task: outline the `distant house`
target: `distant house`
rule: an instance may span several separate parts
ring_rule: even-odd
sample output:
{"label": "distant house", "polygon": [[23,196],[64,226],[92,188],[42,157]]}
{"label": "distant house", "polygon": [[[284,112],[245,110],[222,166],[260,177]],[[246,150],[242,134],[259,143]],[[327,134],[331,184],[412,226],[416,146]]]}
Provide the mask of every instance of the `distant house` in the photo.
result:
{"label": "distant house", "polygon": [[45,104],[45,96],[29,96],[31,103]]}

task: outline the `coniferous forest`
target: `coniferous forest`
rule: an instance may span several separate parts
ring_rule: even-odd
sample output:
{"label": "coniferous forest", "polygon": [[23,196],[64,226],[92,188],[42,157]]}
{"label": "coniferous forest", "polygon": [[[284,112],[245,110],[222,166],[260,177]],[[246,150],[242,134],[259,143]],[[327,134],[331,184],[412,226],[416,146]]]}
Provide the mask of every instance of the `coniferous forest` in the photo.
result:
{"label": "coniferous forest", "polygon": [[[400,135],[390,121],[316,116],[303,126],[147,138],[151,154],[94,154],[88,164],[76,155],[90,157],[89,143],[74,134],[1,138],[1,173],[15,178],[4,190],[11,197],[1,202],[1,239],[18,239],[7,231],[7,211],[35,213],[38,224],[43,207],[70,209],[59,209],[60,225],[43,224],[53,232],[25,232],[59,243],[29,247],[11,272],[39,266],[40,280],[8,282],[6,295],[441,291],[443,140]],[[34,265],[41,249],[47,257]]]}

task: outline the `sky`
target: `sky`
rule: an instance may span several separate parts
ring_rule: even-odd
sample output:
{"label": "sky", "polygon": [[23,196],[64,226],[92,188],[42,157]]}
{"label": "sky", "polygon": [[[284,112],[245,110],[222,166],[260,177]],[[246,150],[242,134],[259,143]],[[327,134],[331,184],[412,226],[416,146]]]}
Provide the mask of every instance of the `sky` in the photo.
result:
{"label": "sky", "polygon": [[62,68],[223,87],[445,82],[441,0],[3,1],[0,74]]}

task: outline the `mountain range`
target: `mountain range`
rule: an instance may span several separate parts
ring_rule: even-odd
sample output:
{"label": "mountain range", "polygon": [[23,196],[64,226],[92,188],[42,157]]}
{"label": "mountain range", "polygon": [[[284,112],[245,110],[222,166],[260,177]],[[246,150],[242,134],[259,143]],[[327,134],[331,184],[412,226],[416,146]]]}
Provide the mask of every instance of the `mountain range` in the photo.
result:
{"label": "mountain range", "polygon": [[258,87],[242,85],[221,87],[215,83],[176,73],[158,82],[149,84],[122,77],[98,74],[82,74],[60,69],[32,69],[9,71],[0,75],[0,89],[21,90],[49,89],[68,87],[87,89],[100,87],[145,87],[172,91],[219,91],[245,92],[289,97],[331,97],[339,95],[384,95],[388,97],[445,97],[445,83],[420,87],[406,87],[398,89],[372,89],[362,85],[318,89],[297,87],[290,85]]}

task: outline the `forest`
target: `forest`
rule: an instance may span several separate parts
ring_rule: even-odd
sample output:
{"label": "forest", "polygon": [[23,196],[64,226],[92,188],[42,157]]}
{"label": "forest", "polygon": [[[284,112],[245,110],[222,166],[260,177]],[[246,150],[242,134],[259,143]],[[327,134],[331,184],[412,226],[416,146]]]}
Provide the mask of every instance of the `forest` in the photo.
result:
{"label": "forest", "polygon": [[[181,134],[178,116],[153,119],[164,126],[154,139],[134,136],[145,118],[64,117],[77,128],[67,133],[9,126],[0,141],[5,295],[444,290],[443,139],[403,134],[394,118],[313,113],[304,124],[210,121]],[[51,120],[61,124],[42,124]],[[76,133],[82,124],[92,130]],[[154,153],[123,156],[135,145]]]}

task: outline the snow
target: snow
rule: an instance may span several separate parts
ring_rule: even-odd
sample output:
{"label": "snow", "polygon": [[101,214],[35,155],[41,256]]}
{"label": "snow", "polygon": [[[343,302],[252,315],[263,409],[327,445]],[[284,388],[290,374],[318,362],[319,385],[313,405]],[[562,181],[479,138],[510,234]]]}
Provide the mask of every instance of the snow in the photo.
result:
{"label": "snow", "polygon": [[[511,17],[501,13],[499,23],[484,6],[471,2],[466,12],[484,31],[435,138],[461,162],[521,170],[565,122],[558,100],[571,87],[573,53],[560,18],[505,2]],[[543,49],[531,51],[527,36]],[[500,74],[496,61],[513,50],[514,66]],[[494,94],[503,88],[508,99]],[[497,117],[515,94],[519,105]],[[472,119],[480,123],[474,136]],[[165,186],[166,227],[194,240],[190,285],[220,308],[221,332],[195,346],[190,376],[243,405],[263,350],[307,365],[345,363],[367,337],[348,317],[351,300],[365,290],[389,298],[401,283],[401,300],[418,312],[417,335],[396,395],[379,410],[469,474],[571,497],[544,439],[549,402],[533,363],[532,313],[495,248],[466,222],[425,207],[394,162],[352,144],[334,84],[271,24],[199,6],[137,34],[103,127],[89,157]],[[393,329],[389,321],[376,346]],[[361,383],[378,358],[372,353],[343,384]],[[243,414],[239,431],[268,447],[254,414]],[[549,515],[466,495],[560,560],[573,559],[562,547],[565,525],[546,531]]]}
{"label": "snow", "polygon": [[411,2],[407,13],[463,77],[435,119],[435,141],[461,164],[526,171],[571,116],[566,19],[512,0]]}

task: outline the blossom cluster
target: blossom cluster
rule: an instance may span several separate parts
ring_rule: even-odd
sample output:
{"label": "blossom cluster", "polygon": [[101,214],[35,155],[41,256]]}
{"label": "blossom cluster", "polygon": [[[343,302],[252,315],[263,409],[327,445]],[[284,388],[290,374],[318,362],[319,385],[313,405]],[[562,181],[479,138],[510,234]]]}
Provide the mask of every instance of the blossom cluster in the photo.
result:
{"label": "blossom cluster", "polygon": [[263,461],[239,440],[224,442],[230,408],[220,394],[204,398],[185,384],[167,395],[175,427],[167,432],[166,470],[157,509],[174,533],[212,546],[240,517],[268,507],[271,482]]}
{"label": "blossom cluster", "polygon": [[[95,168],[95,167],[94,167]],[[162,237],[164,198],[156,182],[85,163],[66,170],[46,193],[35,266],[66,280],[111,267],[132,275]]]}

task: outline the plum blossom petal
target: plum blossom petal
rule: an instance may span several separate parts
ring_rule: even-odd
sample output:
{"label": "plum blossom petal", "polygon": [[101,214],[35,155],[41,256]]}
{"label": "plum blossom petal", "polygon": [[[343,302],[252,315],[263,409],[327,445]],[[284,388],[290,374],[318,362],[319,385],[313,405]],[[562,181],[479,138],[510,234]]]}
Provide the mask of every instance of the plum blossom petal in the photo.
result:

□ □ □ □ □

GOAL: Starting at the line that has "task: outline the plum blossom petal" and stopping after the last of the rows, rewrite those lines with "even-odd" changed to "nonzero" and everything else left the same.

PROBLEM SOLUTION:
task: outline the plum blossom petal
target: plum blossom petal
rule: an instance may span several separate parts
ring_rule: nonzero
sample output:
{"label": "plum blossom petal", "polygon": [[101,214],[35,155],[41,256]]}
{"label": "plum blossom petal", "polygon": [[[343,302],[252,315],[263,409],[327,445]],[[284,388],[290,374],[318,362],[319,385],[313,405]],[[562,181],[479,138],[510,234]]]}
Provide the mask of every instance of the plum blossom petal in the photo.
result:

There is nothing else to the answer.